Recorded data
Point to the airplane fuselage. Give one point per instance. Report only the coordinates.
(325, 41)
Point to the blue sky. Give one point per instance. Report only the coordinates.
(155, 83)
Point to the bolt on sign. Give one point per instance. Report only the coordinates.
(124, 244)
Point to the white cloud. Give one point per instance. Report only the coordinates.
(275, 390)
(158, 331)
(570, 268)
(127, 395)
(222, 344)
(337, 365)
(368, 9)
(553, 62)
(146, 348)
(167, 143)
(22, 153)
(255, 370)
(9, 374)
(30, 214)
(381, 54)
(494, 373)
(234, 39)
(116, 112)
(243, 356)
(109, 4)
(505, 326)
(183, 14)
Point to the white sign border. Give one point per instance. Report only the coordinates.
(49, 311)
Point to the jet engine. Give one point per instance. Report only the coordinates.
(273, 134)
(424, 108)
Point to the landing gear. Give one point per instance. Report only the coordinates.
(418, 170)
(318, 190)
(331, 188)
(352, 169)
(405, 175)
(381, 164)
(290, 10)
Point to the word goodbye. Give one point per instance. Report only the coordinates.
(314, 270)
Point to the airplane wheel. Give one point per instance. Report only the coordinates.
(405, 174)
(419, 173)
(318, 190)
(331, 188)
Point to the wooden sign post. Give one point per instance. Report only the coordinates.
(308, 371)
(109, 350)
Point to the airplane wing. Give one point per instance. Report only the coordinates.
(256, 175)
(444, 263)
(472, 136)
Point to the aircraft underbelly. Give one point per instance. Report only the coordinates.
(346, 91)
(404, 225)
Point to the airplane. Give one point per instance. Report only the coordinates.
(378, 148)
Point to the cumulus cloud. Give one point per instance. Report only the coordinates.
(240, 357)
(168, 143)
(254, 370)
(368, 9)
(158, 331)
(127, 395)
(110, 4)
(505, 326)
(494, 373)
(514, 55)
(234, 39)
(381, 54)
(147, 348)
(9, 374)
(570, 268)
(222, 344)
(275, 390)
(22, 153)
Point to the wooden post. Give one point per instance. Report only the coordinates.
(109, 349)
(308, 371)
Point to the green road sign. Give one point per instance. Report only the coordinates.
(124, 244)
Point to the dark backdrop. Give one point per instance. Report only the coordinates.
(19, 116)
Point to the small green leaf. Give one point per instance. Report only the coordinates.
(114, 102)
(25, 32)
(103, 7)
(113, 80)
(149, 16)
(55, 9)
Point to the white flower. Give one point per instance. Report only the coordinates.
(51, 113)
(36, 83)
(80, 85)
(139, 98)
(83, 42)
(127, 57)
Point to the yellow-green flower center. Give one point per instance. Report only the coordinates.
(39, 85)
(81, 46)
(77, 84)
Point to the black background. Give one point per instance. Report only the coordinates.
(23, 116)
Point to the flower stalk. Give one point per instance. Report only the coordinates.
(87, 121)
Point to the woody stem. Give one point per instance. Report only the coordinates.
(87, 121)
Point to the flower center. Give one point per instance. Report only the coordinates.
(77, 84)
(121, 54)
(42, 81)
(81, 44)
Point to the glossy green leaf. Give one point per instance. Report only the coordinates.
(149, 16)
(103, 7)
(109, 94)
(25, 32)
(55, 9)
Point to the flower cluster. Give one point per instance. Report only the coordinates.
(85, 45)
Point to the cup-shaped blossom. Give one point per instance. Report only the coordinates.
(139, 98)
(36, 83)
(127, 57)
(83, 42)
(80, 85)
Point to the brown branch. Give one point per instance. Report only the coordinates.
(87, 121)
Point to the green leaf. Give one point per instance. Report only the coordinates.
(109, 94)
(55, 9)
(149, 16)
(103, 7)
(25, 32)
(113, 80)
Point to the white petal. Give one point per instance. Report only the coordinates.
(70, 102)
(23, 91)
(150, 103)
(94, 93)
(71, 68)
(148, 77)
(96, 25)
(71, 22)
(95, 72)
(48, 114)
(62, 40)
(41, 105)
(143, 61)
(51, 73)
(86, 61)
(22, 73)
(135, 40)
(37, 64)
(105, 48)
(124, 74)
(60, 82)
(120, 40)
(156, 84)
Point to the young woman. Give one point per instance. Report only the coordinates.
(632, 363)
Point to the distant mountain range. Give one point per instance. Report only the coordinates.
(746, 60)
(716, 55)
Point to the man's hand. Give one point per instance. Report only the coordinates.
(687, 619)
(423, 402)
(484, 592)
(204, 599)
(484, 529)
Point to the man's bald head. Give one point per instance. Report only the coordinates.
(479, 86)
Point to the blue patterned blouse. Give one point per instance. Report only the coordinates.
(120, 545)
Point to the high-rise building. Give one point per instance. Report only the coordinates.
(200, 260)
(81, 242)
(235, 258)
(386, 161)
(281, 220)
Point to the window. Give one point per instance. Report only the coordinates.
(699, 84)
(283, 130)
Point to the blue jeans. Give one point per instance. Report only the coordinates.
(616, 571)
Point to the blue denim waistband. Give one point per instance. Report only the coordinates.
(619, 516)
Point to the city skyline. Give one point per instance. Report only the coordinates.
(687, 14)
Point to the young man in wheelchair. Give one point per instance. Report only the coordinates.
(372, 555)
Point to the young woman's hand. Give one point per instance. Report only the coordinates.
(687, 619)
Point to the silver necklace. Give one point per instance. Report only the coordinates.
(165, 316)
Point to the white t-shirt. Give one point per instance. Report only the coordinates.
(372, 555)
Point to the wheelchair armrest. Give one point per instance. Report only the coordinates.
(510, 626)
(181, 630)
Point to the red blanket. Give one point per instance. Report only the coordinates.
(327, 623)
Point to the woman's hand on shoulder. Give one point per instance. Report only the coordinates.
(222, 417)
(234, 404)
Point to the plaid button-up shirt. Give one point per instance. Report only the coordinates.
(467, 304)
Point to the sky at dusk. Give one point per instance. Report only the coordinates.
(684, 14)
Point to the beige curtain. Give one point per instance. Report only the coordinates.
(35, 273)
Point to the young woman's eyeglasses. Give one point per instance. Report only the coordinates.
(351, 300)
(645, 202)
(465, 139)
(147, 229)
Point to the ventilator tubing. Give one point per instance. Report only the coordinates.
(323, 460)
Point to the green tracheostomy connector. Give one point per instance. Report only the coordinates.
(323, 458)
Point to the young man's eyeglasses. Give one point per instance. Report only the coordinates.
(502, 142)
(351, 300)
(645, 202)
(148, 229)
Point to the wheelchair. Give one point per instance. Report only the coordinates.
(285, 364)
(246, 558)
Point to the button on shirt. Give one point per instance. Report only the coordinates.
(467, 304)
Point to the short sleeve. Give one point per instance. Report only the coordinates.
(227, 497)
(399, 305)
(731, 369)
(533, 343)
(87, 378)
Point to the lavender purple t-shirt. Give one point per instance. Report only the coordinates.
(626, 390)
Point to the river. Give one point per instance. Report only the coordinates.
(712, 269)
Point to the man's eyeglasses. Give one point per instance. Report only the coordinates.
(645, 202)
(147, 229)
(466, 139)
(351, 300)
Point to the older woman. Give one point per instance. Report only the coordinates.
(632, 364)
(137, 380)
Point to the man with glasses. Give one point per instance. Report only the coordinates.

:: GOAL ::
Convert the data above into a JSON list of strings, with one string for each line and blank lines left out.

:: EXERCISE SOLUTION ::
[
  "Point to the airplane fuselage. Give one point per instance. Report only the coordinates.",
  "(325, 41)",
  "Point to the blue sky. Give one point per instance. Report only the coordinates.",
  "(155, 83)",
  "Point to the bolt on sign. Give one point per instance. Report only the coordinates.",
  "(124, 244)",
  "Point to the white cloud. Give one point per instance. Report only the coordinates.",
  "(275, 390)",
  "(158, 331)",
  "(570, 268)",
  "(127, 395)",
  "(222, 344)",
  "(337, 365)",
  "(368, 9)",
  "(553, 62)",
  "(146, 348)",
  "(167, 143)",
  "(22, 153)",
  "(255, 370)",
  "(9, 374)",
  "(30, 214)",
  "(381, 54)",
  "(494, 373)",
  "(234, 39)",
  "(116, 112)",
  "(243, 356)",
  "(109, 4)",
  "(505, 326)",
  "(183, 14)",
  "Point to the white sign border. Give one point per instance. Report only the coordinates.",
  "(49, 311)",
  "Point to the jet engine. Give one point per instance. Report only the coordinates.",
  "(273, 134)",
  "(424, 108)",
  "Point to the landing gear. Give one point per instance. Report only the coordinates.",
  "(418, 170)",
  "(318, 190)",
  "(331, 188)",
  "(352, 169)",
  "(405, 175)",
  "(381, 164)",
  "(290, 10)",
  "Point to the word goodbye. Give one point per instance. Report only the coordinates.",
  "(314, 270)",
  "Point to the airplane wheel. Give one point per instance. Report only the coordinates.",
  "(405, 174)",
  "(419, 173)",
  "(318, 190)",
  "(331, 188)",
  "Point to the wooden sign post. Give one point per instance. Report only the coordinates.",
  "(308, 371)",
  "(109, 350)",
  "Point to the airplane wing. Give one point per instance. Report only the coordinates.",
  "(256, 175)",
  "(444, 263)",
  "(472, 136)",
  "Point to the aircraft underbelly. Give one point per instance. Report only the coordinates.",
  "(346, 91)",
  "(404, 225)",
  "Point to the airplane. Give one point per instance. Report only the coordinates.",
  "(378, 148)",
  "Point to the cumulus cloud. Give one point per instance. Report only the coordinates.",
  "(240, 357)",
  "(168, 143)",
  "(254, 370)",
  "(368, 9)",
  "(158, 331)",
  "(127, 395)",
  "(110, 4)",
  "(505, 326)",
  "(494, 373)",
  "(514, 55)",
  "(234, 39)",
  "(381, 54)",
  "(147, 348)",
  "(9, 374)",
  "(570, 268)",
  "(222, 344)",
  "(275, 390)",
  "(22, 153)",
  "Point to the wooden post. Give one point per instance. Report only the coordinates.",
  "(109, 349)",
  "(308, 371)",
  "Point to the green road sign. Give one point per instance. Report only the coordinates.",
  "(124, 244)",
  "Point to the dark backdrop. Give one point per instance. Report only the coordinates.",
  "(19, 116)",
  "Point to the small green leaf. Give one point per instance. Report only the coordinates.",
  "(114, 102)",
  "(25, 32)",
  "(103, 7)",
  "(113, 80)",
  "(149, 16)",
  "(55, 9)",
  "Point to the white flower. Give one point per instance. Report only the coordinates.",
  "(51, 113)",
  "(36, 83)",
  "(80, 85)",
  "(139, 98)",
  "(83, 42)",
  "(127, 57)",
  "Point to the yellow-green flower center. Give one point per instance. Report only the coordinates.",
  "(39, 85)",
  "(81, 46)",
  "(77, 84)",
  "Point to the black background. Give one point per instance. Report only the coordinates.",
  "(23, 116)",
  "Point to the flower stalk. Give one point per instance. Report only the coordinates.",
  "(87, 121)",
  "Point to the woody stem. Give one point per instance. Report only the coordinates.",
  "(87, 121)",
  "Point to the flower center. Give one point per instance. Report only the coordinates.",
  "(77, 84)",
  "(121, 54)",
  "(42, 81)",
  "(81, 44)",
  "Point to the glossy green leaf. Give one point per instance. Report only the coordinates.",
  "(149, 16)",
  "(103, 7)",
  "(109, 94)",
  "(25, 32)",
  "(55, 9)",
  "Point to the flower cluster. Give one point per instance. Report only the coordinates.",
  "(85, 45)",
  "Point to the cup-shaped blossom. Give one point per instance. Report only the coordinates.",
  "(139, 98)",
  "(36, 83)",
  "(127, 57)",
  "(83, 42)",
  "(80, 85)",
  "Point to the brown branch. Give one point per instance. Report only the coordinates.",
  "(87, 121)",
  "Point to the green leaf. Give one point per instance. Report only the coordinates.",
  "(109, 94)",
  "(55, 9)",
  "(149, 16)",
  "(103, 7)",
  "(25, 32)",
  "(113, 80)",
  "Point to the white petal. Give one point per instance. Report only the coordinates.",
  "(70, 102)",
  "(23, 91)",
  "(150, 103)",
  "(94, 93)",
  "(71, 68)",
  "(148, 77)",
  "(96, 25)",
  "(71, 22)",
  "(95, 72)",
  "(48, 114)",
  "(62, 40)",
  "(41, 105)",
  "(143, 61)",
  "(51, 73)",
  "(86, 61)",
  "(22, 73)",
  "(135, 40)",
  "(37, 64)",
  "(105, 48)",
  "(124, 74)",
  "(60, 82)",
  "(120, 40)",
  "(156, 84)",
  "Point to the young woman. Give one point per instance. Report only the coordinates.",
  "(632, 363)",
  "Point to the distant mountain range. Give one point per instance. Report only the coordinates.",
  "(746, 60)",
  "(716, 55)",
  "Point to the man's hand. Give one point per instance. Report only the coordinates.",
  "(687, 619)",
  "(423, 402)",
  "(484, 592)",
  "(204, 599)",
  "(484, 529)",
  "Point to the man's bald head. Give one point per instance. Report only the coordinates.",
  "(479, 86)",
  "Point to the blue patterned blouse. Give one point per instance. Report only the coordinates.",
  "(120, 545)",
  "Point to the high-rise building. Give one point per instance. Report only the coordinates.",
  "(200, 260)",
  "(81, 242)",
  "(235, 258)",
  "(386, 161)",
  "(281, 220)",
  "Point to the window. Give one point per instance. Report only the coordinates.",
  "(699, 84)",
  "(283, 130)",
  "Point to the blue jeans. Give one point per instance. Report only the coordinates.",
  "(616, 571)",
  "Point to the blue denim waistband. Give one point per instance. Report only the coordinates.",
  "(619, 516)",
  "Point to the city skyline. Give one point per instance. Report only the coordinates.",
  "(687, 14)",
  "Point to the young man in wheelchair. Give one point per instance. Report only the coordinates.",
  "(372, 555)",
  "Point to the young woman's hand. Give one point per instance. Report only the coordinates.",
  "(687, 619)",
  "Point to the silver necklace. Give one point per instance. Report only the coordinates.",
  "(165, 316)",
  "Point to the white t-shirt. Give one point per instance. Report only the coordinates.",
  "(372, 555)",
  "Point to the wheelchair armrest. Give one point per instance. Report only the coordinates.",
  "(510, 626)",
  "(181, 630)",
  "Point to the red blanket. Give one point per instance. Report only the coordinates.",
  "(327, 623)",
  "Point to the woman's hand on shoulder. Give one point per instance. Report only the coordinates.",
  "(222, 417)",
  "(234, 404)",
  "Point to the plaid button-up shirt. Give one point per instance. Report only the coordinates.",
  "(467, 304)",
  "Point to the sky at dusk. Give one point per instance. Report only the coordinates.",
  "(684, 14)",
  "Point to the beige curtain. Give one point per instance. Report only the coordinates.",
  "(35, 273)",
  "Point to the young woman's eyeglasses. Give one point per instance. Report only the coordinates.",
  "(351, 300)",
  "(645, 202)",
  "(465, 139)",
  "(147, 229)",
  "Point to the ventilator tubing. Give one point per instance. Report only the coordinates.",
  "(323, 460)",
  "Point to the green tracheostomy connector. Give one point per instance. Report only the coordinates.",
  "(323, 458)",
  "Point to the young man's eyeglasses. Give one point per instance. Report only the coordinates.",
  "(502, 142)",
  "(351, 300)",
  "(645, 202)",
  "(148, 229)",
  "Point to the wheelchair. Give one point per instance. Report only the coordinates.",
  "(285, 364)",
  "(246, 558)",
  "Point to the button on shirt. Give one point per instance. Report only the coordinates.",
  "(467, 304)",
  "Point to the short sleeve. Give one point per instance. Report only the coordinates.",
  "(227, 497)",
  "(399, 305)",
  "(731, 369)",
  "(533, 343)",
  "(87, 378)",
  "Point to the lavender purple t-shirt. Give one point per instance. Report only the coordinates.",
  "(626, 390)",
  "Point to the river. Give one point per instance. Report only the coordinates.",
  "(712, 269)",
  "Point to the man's eyeglasses. Give one point per instance. Report only the coordinates.",
  "(645, 202)",
  "(147, 229)",
  "(466, 139)",
  "(351, 300)",
  "Point to the older woman. Give one point per instance. Report only the coordinates.",
  "(632, 364)",
  "(137, 380)",
  "Point to the man with glasses. Give one point per instance. Report only the coordinates."
]